## Document text
*** Begin section ***

The Documents in the Case
Description
The household of George Harrison and his young wife is enlivened by their new lodgers, a novelist and a painter, who nonetheless have very different effects on the Harrisons’ domestic help. Mr. Harrison’s son by his first wife, an engineer working in Central Africa, receives letters from his father (also an engineer, and a self-taught gourmet chef) which take on new significance when a fatality occurs.
By the time The Documents in the Case was conceived, Dorothy Sayers had already achieved fame as the creator of the Lord Peter Wimsey novels. In the Spring of 1928, she had contact with Dr. Eustace Barton, a medical doctor who had already authored some medical mysteries of his own under the pen name “Robert Eustace.” Barton pitched a scientific idea for a plot, and suggested their collaboration. With her own interest in science and its intersection with philosophical questions and the life of faith, Sayers took up the proposal with enthusiasm.

*** End section ***

## Entries provided
*** Begin section ***

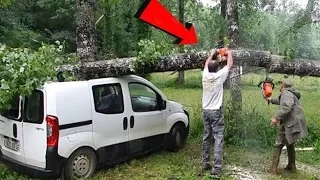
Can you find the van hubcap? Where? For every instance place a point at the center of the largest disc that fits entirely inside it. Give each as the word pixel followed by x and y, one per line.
pixel 178 138
pixel 81 165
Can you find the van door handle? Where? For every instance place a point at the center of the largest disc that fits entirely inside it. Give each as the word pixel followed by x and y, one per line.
pixel 125 123
pixel 131 122
pixel 15 132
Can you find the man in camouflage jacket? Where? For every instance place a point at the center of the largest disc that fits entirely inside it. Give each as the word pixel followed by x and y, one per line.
pixel 291 122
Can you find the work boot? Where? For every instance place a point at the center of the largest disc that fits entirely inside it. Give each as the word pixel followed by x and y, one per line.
pixel 275 161
pixel 291 159
pixel 206 167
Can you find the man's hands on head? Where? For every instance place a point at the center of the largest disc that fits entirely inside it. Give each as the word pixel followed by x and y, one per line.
pixel 212 52
pixel 229 59
pixel 273 122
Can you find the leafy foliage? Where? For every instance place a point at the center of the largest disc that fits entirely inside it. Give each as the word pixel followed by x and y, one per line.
pixel 22 69
pixel 150 53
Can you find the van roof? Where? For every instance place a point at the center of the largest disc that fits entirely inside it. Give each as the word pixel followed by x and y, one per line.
pixel 124 77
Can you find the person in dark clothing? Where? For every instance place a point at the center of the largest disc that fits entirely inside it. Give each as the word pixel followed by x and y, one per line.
pixel 291 122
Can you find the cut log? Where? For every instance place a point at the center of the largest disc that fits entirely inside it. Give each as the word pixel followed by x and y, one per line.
pixel 298 67
pixel 125 66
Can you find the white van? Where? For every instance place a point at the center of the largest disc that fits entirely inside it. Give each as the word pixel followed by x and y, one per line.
pixel 70 129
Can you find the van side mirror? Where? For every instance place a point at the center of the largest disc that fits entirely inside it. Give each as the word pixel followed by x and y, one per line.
pixel 162 105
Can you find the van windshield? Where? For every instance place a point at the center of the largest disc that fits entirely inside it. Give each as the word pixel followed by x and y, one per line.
pixel 14 110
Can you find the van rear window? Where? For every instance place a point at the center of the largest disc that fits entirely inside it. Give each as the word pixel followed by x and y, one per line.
pixel 33 110
pixel 14 111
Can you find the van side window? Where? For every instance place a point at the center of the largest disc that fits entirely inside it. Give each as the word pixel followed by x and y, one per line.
pixel 33 111
pixel 14 110
pixel 108 99
pixel 143 98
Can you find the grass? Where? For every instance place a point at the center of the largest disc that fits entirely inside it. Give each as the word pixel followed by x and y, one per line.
pixel 186 163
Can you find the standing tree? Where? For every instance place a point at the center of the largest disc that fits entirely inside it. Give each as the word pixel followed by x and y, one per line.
pixel 233 34
pixel 143 29
pixel 85 32
pixel 181 18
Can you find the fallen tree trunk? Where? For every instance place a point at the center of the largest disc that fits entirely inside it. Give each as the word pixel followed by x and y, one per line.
pixel 125 66
pixel 299 67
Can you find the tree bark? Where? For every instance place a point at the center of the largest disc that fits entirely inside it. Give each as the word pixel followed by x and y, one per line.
pixel 233 23
pixel 223 9
pixel 233 34
pixel 299 67
pixel 119 67
pixel 181 18
pixel 85 32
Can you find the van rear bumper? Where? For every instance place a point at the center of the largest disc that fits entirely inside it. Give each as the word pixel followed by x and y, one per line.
pixel 32 170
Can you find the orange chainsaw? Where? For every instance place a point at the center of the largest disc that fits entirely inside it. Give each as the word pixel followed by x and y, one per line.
pixel 266 87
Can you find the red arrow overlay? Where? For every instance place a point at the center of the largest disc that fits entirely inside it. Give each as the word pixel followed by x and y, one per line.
pixel 155 14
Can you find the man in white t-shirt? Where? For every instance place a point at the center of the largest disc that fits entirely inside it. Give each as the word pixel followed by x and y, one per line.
pixel 212 82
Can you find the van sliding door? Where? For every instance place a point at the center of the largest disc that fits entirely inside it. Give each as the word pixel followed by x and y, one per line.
pixel 11 131
pixel 35 129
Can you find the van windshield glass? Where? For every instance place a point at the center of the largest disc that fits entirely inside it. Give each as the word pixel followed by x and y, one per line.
pixel 14 111
pixel 33 111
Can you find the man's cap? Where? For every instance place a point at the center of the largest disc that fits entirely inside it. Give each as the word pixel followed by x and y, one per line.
pixel 287 82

*** End section ***

## Task prompt
Extend the description of The Documents in the Case, picking up after its final sentence.

## Exercise result
The form of the book is a departure for Sayers. The epistolary novel is a very old genre, but it committed Sayers to an unusual, but potentially creative form. The first of the “documents” is dated roughly to the time when the collaboration commenced, so the plot’s timeline is not far off “real time” for their writing. The scientific element—an important contribution from Barton—plays a central role in the story. Together, Sayers and Barton conducted chemical experiments to ensure the veracity of this element of the story.
Given Sayers’s enthusiasm for the concepts and collaboration, she was left with regrets about the final result, not least since objections were raised to the science on which the solution rested. By the end of 1932, Dr. Barton was able to put those doubts to rest, and their solution was vindicated. Meanwhile, the epistolary form gives a new dimension to the reader’s attempt to solve the mystery, and Sayers’s powerful treatment of grand themes suggest a trajectory towards some of her later work.